>> START DOCUMENT EXTRACT
SimDB is a high-performance module that unifies concurrent data pipelines with SQLite to power scalable simulation data engines, analysis tooling, and UI backends. It provides a clean, modular foundation suitable for both simple and complex features in large simulation codebases.
SimDB is a header-only C++17 module whose only required dependency is sqlite3.
SimDB helps you build performant concurrent pipelines for SQLite. Its native integration with SQLite yields pipelines without database contention and with automatic batch-processing of database work on a single database thread.
SimDB is designed for extremely high throughput suitable for concurrent / multi-threaded systems:
- Minimizes transaction overhead
- Eliminates database access contention
- Shares worker threads across multiple running apps for efficient scaling
- Supports move-only semantics for pipeline data, though you can copy data too
Large simulation projects often suffer from tangled data paths, unbounded coupling, or legacy “write everything to files” architectures. SimDB replaces these with a clean, unified, highly optimized pipeline, helping teams reach performant solutions more quickly and with fewer moving parts.
SimDB abstracts away the pitfalls and complexities of using a filesystem-backed database concurrently:
- No user-facing transactions required — Avoid slow, tiny transactions and implicit file locks; SimDB batches and routes operations automatically.
>> END DOCUMENT EXTRACT
(EXERCISES TO COMPLETE):
• a. List every bullet item in the SimDB overview that states how SimDB achieves extremely high throughput for concurrent or multi-threaded systems.
• b. Print the part of the SimDB overview starting at "SimDB helps you" and ending at "single database thread.".
>> START RAW DATA
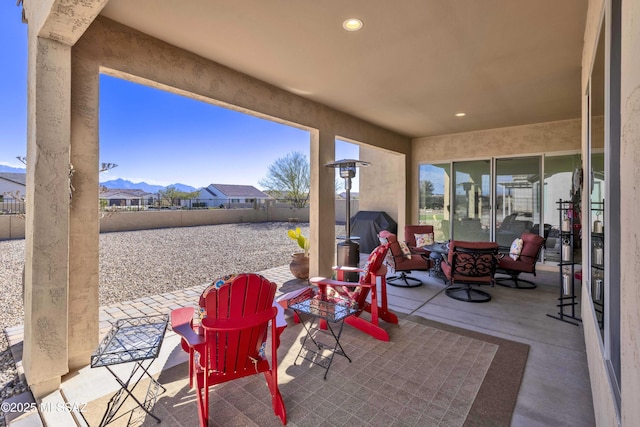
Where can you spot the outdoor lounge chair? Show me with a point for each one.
(231, 340)
(524, 262)
(374, 271)
(470, 264)
(404, 263)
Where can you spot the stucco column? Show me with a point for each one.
(629, 207)
(322, 214)
(46, 237)
(84, 225)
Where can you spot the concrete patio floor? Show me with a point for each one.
(555, 388)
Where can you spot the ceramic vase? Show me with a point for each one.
(299, 266)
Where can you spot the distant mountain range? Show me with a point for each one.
(149, 188)
(118, 183)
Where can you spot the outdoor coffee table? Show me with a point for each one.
(320, 311)
(136, 340)
(437, 251)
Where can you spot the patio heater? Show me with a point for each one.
(348, 251)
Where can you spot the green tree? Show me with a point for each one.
(173, 196)
(291, 177)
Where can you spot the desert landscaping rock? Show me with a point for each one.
(135, 264)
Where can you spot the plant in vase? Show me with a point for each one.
(299, 261)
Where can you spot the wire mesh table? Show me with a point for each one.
(320, 308)
(136, 340)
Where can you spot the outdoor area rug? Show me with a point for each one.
(429, 374)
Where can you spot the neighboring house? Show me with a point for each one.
(13, 190)
(127, 197)
(13, 184)
(228, 195)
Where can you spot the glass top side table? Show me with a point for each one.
(136, 340)
(320, 308)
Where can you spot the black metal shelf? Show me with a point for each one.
(567, 300)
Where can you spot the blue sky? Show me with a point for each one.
(152, 135)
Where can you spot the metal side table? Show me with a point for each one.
(136, 340)
(322, 310)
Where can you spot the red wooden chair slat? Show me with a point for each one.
(232, 336)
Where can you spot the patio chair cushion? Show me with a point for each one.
(516, 248)
(423, 239)
(216, 284)
(374, 262)
(405, 250)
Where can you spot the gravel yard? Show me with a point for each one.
(149, 262)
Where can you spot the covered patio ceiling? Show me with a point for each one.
(411, 68)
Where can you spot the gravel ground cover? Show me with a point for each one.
(135, 264)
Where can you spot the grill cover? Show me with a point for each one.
(367, 225)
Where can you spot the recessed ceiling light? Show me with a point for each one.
(352, 24)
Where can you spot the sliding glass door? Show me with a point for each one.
(517, 198)
(471, 205)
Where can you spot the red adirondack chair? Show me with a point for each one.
(232, 339)
(358, 292)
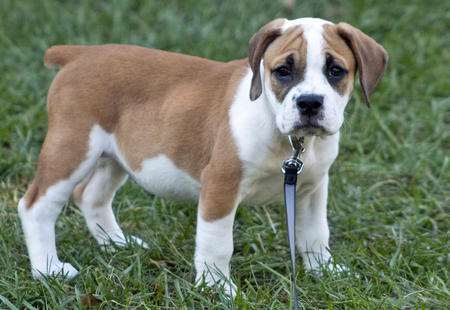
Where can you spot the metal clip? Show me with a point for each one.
(294, 161)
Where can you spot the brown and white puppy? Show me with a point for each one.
(192, 129)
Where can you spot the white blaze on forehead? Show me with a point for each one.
(312, 33)
(304, 22)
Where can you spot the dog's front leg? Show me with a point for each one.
(311, 226)
(214, 239)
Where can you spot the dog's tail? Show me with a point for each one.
(60, 55)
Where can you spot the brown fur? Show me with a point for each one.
(256, 49)
(118, 87)
(369, 55)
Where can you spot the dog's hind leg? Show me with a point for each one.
(67, 156)
(94, 197)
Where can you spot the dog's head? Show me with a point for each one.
(306, 68)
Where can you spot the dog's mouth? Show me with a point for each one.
(309, 129)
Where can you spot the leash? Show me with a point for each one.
(291, 168)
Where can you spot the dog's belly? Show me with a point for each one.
(162, 178)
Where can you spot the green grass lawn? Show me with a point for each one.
(389, 189)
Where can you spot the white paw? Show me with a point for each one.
(55, 269)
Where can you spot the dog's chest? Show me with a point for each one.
(262, 181)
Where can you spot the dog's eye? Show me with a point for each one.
(335, 73)
(283, 73)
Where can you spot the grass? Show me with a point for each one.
(389, 192)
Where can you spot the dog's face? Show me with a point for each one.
(306, 68)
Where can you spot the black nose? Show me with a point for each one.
(309, 104)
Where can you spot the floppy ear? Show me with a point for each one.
(370, 57)
(256, 48)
>> END RAW DATA
(ANSWERS TO THE EXERCISE):
• a.
- Minimizes transaction overhead
- Eliminates database access contention
- Shares worker threads across multiple running apps for efficient scaling
- Supports move-only semantics for pipeline data, though you can copy data too

• b.
SimDB helps you build performant concurrent pipelines for SQLite. Its native integration with SQLite yields pipelines without database contention and with automatic batch-processing of database work on a single database thread.